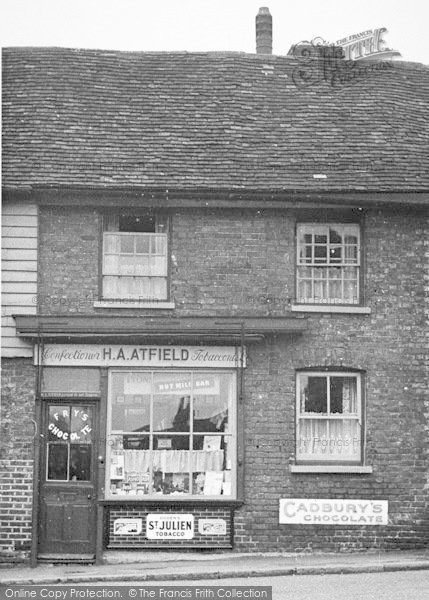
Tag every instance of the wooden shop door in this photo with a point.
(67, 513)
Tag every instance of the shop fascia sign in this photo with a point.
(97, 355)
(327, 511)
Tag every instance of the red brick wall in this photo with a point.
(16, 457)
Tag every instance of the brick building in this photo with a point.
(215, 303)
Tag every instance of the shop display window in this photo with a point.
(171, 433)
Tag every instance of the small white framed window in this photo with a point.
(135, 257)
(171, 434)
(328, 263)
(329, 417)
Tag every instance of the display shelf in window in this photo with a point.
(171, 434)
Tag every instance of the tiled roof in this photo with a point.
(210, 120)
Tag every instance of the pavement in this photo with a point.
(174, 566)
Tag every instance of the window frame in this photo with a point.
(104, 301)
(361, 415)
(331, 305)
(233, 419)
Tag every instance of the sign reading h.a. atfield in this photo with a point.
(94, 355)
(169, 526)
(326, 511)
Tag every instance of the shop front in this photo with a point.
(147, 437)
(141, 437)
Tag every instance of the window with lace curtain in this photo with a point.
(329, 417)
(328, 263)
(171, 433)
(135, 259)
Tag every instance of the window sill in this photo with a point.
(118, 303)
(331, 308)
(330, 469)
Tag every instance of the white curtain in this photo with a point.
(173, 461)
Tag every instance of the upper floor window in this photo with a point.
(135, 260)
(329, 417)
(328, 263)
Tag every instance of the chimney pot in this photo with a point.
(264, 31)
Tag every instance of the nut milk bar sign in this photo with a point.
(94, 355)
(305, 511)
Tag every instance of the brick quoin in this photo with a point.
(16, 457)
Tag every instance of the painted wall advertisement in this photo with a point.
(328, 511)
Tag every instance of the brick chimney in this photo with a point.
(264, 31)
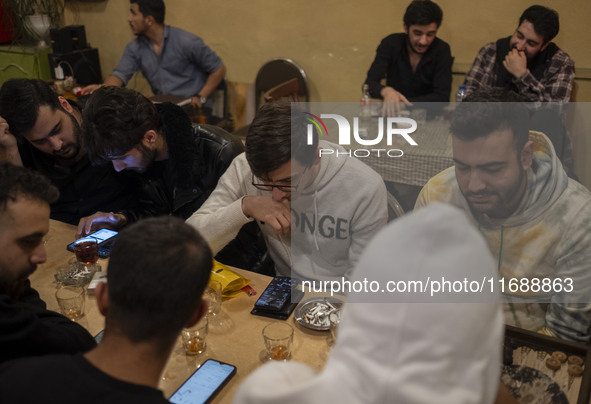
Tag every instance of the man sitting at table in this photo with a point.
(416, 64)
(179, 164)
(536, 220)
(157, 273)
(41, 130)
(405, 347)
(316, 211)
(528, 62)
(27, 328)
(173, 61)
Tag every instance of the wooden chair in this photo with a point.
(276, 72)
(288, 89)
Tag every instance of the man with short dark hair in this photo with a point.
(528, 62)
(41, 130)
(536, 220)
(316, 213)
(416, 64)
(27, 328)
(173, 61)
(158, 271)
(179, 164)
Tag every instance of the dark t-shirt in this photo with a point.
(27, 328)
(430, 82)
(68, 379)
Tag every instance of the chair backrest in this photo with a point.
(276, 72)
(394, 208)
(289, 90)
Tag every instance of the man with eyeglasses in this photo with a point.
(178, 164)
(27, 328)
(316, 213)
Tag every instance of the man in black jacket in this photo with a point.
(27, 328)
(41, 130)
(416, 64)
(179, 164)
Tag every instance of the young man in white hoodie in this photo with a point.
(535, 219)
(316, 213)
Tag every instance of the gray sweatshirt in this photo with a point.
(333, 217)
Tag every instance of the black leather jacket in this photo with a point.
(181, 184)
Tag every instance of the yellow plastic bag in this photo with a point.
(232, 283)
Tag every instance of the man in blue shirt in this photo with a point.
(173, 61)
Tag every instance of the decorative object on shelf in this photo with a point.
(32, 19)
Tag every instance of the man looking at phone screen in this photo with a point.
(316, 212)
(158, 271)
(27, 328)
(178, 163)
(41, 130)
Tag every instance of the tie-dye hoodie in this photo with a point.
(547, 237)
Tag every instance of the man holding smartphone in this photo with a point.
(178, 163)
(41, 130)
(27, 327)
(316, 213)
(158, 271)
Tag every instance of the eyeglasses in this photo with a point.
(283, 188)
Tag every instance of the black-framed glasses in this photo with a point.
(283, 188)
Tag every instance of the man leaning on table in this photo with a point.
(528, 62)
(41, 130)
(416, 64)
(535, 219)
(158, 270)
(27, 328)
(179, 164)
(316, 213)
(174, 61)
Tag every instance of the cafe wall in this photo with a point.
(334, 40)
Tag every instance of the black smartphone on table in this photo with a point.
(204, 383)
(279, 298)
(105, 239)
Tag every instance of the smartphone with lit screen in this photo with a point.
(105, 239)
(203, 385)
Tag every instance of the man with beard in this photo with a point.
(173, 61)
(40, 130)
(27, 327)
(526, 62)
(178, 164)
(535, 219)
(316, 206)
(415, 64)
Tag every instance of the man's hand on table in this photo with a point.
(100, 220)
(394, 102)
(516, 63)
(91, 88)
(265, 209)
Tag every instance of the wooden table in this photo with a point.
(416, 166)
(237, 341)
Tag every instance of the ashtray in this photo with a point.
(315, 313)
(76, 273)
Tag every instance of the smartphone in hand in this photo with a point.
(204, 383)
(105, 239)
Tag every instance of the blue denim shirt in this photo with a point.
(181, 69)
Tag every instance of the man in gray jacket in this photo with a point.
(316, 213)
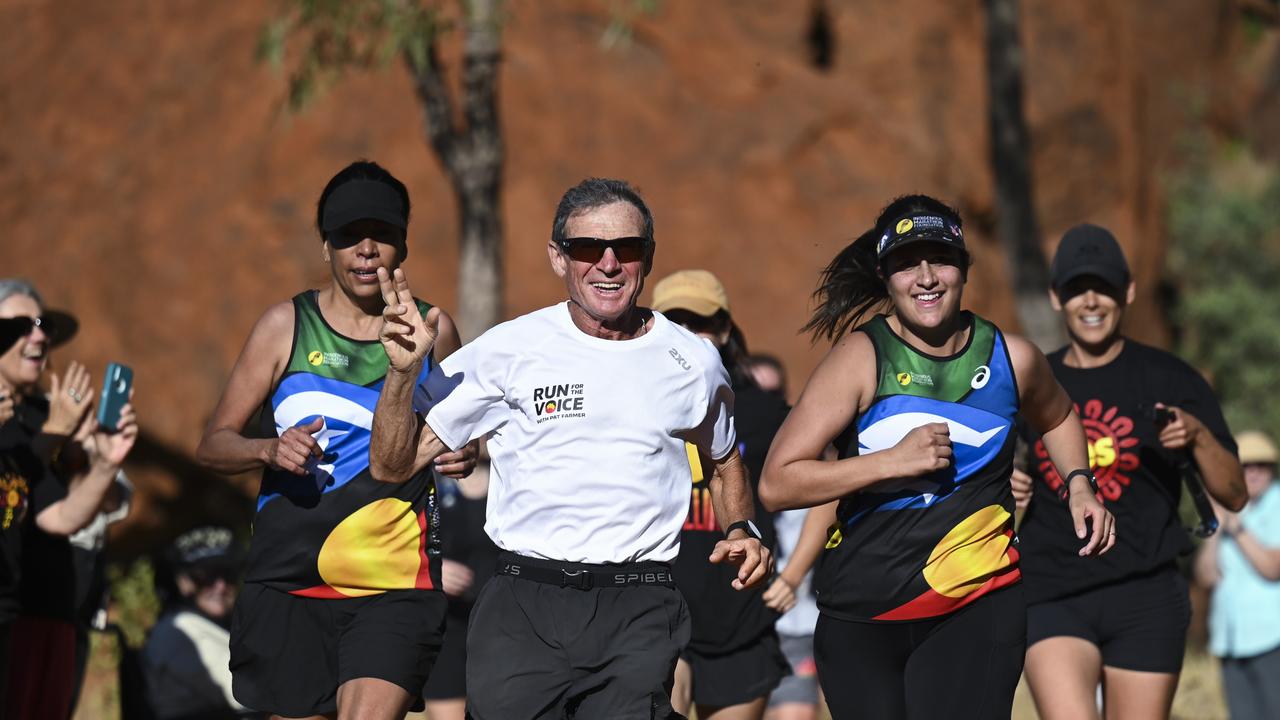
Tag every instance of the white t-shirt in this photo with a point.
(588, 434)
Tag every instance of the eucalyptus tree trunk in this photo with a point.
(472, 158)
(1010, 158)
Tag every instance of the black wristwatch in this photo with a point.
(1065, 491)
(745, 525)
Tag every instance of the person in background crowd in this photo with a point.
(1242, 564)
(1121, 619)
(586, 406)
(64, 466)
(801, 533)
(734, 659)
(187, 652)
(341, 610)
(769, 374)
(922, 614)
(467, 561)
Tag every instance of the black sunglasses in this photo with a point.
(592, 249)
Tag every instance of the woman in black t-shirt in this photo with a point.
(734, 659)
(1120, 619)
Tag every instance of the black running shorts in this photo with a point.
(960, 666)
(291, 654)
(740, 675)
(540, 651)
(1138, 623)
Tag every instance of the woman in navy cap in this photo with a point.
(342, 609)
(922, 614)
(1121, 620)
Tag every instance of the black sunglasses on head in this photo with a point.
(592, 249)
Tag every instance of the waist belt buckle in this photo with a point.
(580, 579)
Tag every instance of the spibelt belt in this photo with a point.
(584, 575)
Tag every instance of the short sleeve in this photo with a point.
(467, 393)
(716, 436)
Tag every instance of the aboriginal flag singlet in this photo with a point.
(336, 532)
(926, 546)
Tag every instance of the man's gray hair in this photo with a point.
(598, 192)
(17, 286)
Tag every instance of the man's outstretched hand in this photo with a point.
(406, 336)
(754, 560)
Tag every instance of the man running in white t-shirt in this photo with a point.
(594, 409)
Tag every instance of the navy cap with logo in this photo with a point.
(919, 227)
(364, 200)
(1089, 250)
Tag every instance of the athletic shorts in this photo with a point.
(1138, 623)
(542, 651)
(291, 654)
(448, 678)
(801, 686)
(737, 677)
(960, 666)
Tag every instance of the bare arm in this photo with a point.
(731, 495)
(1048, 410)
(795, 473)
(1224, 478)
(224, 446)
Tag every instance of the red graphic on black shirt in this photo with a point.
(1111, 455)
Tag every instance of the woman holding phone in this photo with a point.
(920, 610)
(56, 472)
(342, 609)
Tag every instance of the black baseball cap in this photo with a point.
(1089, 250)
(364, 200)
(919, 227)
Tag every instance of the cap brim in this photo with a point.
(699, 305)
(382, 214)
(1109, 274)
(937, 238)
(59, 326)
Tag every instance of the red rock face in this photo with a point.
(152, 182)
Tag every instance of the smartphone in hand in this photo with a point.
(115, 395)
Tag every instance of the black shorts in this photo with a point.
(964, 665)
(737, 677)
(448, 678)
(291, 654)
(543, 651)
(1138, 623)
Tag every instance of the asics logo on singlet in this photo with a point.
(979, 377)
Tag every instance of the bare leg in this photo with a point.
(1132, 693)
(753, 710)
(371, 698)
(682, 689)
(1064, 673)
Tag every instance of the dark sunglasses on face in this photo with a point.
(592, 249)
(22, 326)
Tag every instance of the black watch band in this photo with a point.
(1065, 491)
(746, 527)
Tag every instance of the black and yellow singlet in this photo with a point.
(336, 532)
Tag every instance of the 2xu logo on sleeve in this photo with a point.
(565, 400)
__________
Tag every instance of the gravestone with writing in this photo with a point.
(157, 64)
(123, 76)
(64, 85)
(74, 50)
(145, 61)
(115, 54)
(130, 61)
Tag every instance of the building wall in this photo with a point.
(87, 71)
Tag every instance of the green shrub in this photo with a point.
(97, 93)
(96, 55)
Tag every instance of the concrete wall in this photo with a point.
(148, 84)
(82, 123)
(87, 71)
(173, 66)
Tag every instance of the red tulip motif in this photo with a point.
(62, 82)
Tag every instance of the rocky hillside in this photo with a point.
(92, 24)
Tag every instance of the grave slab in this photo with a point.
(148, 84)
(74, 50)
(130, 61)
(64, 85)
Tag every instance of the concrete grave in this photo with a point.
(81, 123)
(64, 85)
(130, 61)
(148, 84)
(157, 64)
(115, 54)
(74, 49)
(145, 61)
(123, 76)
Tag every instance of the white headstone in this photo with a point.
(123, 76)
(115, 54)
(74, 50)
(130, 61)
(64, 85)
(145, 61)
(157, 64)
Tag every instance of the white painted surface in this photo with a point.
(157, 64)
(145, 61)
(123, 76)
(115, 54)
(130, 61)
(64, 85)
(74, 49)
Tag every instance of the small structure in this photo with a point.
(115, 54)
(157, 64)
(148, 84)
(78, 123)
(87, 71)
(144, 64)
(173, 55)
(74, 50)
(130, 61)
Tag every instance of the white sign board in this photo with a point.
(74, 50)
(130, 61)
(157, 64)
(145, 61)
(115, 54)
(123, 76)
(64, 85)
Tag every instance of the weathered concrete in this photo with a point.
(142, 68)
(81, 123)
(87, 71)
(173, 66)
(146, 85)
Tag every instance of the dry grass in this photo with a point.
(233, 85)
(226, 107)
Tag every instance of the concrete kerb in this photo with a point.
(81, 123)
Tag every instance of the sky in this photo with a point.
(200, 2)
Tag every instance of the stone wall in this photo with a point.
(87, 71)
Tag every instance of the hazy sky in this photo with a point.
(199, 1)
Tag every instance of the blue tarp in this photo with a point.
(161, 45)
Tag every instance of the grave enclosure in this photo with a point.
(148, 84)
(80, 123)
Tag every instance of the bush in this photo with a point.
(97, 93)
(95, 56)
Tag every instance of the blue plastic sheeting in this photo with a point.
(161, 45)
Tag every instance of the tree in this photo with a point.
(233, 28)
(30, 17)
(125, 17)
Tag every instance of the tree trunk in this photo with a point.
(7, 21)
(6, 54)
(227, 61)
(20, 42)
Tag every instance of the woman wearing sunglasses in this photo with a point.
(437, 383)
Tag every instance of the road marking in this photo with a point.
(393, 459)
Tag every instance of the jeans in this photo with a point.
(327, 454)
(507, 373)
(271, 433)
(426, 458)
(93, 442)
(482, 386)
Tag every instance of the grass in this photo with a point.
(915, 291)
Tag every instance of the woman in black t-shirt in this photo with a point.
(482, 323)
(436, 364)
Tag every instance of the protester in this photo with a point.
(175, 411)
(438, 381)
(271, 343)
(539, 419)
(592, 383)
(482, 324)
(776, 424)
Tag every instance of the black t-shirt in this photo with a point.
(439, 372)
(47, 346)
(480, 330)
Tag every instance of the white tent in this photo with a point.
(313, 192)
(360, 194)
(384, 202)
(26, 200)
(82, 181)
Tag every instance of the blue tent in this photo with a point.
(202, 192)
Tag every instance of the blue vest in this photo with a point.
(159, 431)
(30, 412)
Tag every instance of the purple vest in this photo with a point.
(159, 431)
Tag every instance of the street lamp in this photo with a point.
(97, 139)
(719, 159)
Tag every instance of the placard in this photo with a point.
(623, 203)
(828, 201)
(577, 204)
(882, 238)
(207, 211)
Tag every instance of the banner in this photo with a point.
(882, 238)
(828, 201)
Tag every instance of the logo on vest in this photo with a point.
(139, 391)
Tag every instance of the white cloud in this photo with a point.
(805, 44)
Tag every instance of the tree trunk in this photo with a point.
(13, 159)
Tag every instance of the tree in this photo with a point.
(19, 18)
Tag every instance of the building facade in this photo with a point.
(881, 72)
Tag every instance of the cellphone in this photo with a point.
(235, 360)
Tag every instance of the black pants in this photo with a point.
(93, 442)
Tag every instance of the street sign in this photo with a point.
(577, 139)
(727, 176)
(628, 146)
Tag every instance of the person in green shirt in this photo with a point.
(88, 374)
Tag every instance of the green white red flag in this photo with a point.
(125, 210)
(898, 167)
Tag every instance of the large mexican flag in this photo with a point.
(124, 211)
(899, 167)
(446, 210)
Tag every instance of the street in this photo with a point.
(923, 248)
__________
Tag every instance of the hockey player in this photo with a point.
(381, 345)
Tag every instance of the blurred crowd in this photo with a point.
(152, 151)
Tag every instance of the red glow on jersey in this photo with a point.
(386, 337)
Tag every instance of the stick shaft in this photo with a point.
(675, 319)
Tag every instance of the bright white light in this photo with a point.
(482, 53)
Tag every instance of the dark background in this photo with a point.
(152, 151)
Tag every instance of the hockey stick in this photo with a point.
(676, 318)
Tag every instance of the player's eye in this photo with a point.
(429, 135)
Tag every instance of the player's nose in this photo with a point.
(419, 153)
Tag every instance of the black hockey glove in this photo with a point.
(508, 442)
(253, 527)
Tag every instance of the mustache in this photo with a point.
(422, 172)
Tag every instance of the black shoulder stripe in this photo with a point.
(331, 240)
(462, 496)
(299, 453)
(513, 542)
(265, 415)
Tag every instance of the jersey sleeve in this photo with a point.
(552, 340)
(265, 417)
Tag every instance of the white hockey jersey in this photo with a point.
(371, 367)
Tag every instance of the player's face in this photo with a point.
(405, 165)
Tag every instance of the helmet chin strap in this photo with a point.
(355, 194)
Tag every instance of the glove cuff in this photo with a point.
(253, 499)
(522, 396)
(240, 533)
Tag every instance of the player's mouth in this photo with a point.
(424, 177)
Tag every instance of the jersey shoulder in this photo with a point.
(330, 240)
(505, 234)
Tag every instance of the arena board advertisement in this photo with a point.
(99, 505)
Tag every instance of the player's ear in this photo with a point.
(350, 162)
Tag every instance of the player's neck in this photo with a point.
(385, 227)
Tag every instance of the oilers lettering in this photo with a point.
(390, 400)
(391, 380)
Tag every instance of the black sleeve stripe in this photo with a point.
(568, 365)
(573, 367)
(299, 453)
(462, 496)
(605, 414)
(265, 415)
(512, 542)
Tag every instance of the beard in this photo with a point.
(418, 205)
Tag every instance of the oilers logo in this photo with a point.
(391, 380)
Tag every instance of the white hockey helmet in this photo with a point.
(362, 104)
__________
Please pick out every line in the items above that contains the word "wooden" and copy each of those lines.

Tag every instance of the wooden shop door in this photo with a point.
Tag every instance of the wooden chair in this photo with a point.
Tag every instance of the wooden table in this photo with a point.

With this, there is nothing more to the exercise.